## EXERCISE PROMPT:
Pull out every line of the records below that contains the string "path". Case counts.
begin INPUT RECORDS
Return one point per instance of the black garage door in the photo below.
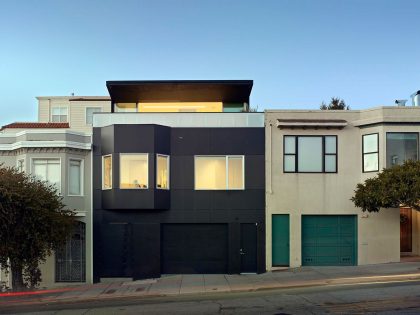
(194, 248)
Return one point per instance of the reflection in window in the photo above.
(107, 172)
(370, 153)
(134, 171)
(310, 154)
(48, 170)
(162, 171)
(401, 147)
(219, 172)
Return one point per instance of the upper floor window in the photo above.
(219, 172)
(59, 114)
(89, 114)
(162, 171)
(21, 165)
(48, 170)
(125, 107)
(310, 154)
(107, 172)
(370, 147)
(400, 147)
(134, 171)
(75, 177)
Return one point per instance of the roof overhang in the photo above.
(237, 91)
(311, 123)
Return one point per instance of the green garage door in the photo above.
(329, 240)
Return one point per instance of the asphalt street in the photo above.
(371, 298)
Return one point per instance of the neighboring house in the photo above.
(54, 153)
(178, 180)
(76, 110)
(314, 161)
(57, 148)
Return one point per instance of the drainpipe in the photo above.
(270, 176)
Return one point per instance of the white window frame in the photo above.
(148, 167)
(49, 158)
(24, 164)
(81, 177)
(102, 172)
(86, 108)
(169, 171)
(227, 171)
(60, 106)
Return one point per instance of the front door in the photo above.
(248, 250)
(280, 236)
(405, 230)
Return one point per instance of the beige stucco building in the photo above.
(314, 160)
(57, 148)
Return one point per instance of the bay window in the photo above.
(400, 147)
(134, 171)
(48, 170)
(219, 172)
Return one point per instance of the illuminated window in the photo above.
(162, 171)
(134, 171)
(125, 107)
(107, 172)
(219, 172)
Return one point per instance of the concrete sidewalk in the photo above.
(177, 285)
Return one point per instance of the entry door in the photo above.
(405, 230)
(248, 250)
(280, 239)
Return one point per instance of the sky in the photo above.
(299, 53)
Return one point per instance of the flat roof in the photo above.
(180, 91)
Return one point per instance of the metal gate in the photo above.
(70, 261)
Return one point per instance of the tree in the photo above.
(393, 187)
(335, 104)
(33, 223)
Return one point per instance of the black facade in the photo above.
(146, 233)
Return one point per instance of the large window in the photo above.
(162, 171)
(75, 177)
(48, 170)
(59, 114)
(89, 114)
(134, 171)
(125, 107)
(219, 172)
(310, 154)
(107, 172)
(370, 147)
(401, 147)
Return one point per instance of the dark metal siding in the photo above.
(143, 212)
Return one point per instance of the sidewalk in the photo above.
(177, 285)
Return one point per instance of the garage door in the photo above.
(194, 248)
(329, 240)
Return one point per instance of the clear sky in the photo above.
(299, 53)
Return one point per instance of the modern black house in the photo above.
(178, 180)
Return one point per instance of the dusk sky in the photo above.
(299, 53)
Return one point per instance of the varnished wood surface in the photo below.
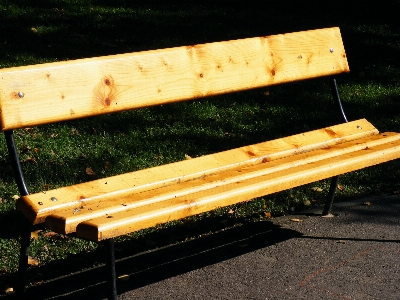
(37, 207)
(225, 189)
(54, 92)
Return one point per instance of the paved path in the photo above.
(355, 255)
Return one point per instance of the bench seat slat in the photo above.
(65, 221)
(60, 91)
(115, 224)
(37, 207)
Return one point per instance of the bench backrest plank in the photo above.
(60, 91)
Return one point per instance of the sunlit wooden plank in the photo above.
(53, 92)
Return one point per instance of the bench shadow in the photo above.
(159, 264)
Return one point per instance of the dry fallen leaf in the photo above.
(32, 261)
(35, 234)
(50, 234)
(124, 277)
(296, 220)
(89, 171)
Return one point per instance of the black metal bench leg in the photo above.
(331, 196)
(110, 269)
(23, 256)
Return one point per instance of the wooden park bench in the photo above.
(103, 209)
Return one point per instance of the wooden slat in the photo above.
(65, 221)
(37, 206)
(75, 89)
(222, 194)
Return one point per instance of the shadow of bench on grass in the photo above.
(158, 264)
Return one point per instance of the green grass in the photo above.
(57, 155)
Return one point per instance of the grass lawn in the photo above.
(59, 155)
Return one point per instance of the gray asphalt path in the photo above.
(354, 255)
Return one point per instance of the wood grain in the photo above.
(227, 190)
(62, 91)
(37, 207)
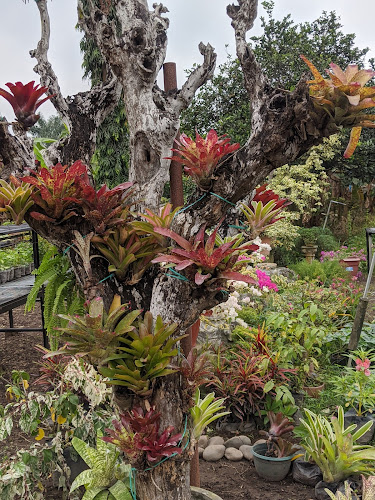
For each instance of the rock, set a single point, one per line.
(245, 440)
(213, 453)
(230, 427)
(260, 441)
(216, 440)
(247, 451)
(234, 442)
(203, 441)
(233, 454)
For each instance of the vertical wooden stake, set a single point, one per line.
(177, 200)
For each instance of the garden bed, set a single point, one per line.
(232, 481)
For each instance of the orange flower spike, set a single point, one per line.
(318, 77)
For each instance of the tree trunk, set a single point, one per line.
(133, 40)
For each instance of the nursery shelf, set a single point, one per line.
(14, 293)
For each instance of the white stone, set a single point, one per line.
(245, 440)
(247, 451)
(233, 454)
(214, 452)
(216, 440)
(234, 442)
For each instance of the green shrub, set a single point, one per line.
(327, 242)
(324, 271)
(251, 316)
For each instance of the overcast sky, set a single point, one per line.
(191, 21)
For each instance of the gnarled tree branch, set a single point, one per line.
(83, 113)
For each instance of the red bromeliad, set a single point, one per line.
(137, 432)
(103, 208)
(200, 157)
(263, 210)
(57, 188)
(344, 97)
(209, 260)
(25, 101)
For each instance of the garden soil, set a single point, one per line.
(229, 480)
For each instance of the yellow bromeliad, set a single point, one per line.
(345, 98)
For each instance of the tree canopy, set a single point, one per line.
(223, 104)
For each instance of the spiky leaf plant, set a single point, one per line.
(61, 293)
(333, 447)
(143, 355)
(105, 479)
(205, 411)
(345, 97)
(96, 334)
(206, 259)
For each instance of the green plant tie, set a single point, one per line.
(189, 206)
(133, 491)
(83, 236)
(106, 278)
(68, 248)
(238, 227)
(224, 199)
(133, 470)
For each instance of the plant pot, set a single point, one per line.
(351, 264)
(201, 494)
(309, 252)
(313, 391)
(270, 468)
(4, 276)
(351, 417)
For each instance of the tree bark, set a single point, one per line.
(133, 42)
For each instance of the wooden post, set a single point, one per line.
(177, 200)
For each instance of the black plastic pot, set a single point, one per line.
(270, 468)
(320, 487)
(351, 417)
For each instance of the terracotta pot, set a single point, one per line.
(351, 264)
(313, 391)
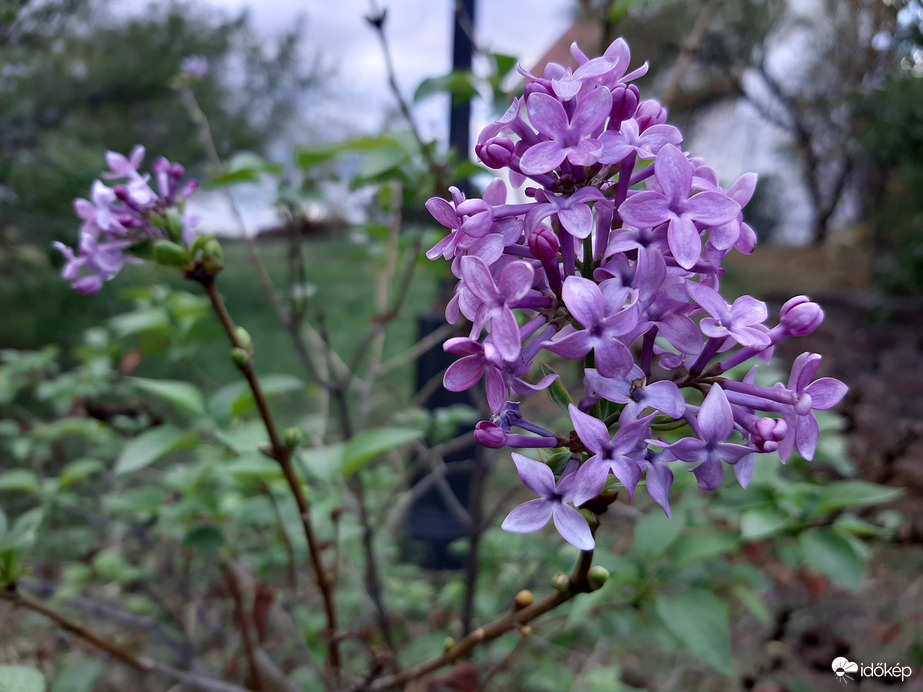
end INPUT RECORDS
## RESPONSE TO THIS EXERCISE:
Return one point per instance of the paved path in the photo above.
Return one point per instance of the gray asphalt path in the photo above.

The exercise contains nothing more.